[Dataset rows showing where objects appear]
===

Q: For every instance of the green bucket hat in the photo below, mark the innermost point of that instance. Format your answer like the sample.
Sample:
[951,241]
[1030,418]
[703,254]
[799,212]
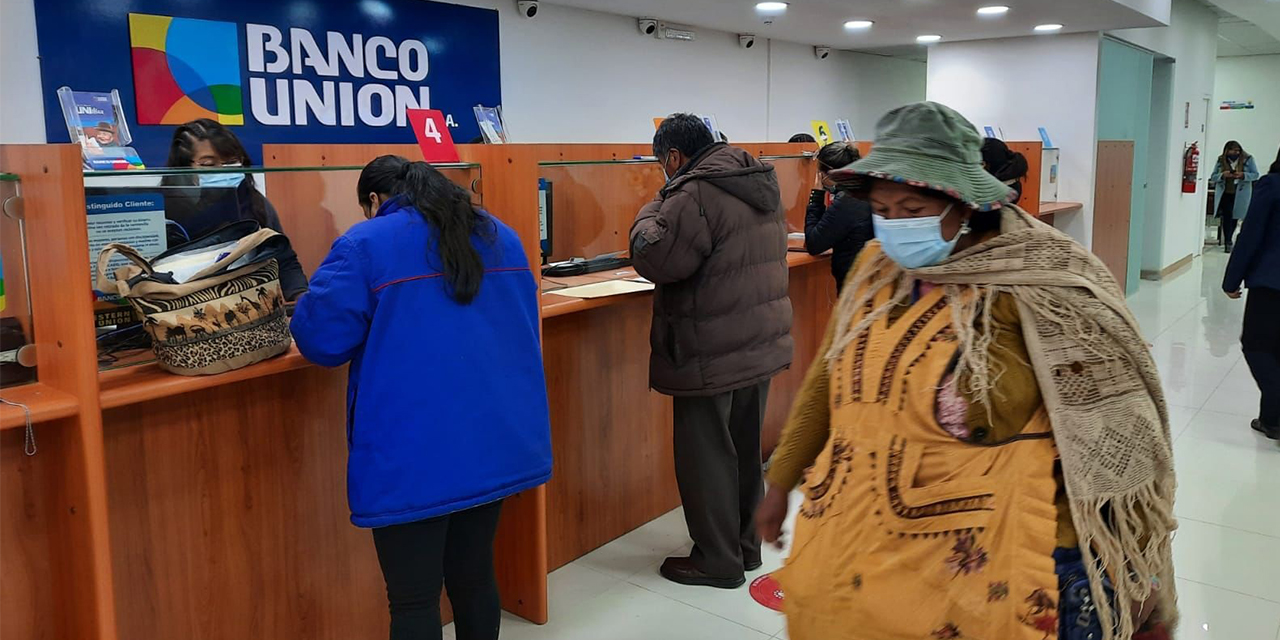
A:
[931,146]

===

PROBLEM REQUIREMENTS: Please rewrite the rows with "bucket hat" replaced by "sun hat" and everything else unchanged. Leave the pictures out.

THE COMPLETED TASK:
Q: For every instance of the green sun hat in the photo below, mark the innermost point of that instance. Format your answer like the sample.
Sample:
[951,241]
[1030,418]
[703,254]
[799,212]
A:
[931,146]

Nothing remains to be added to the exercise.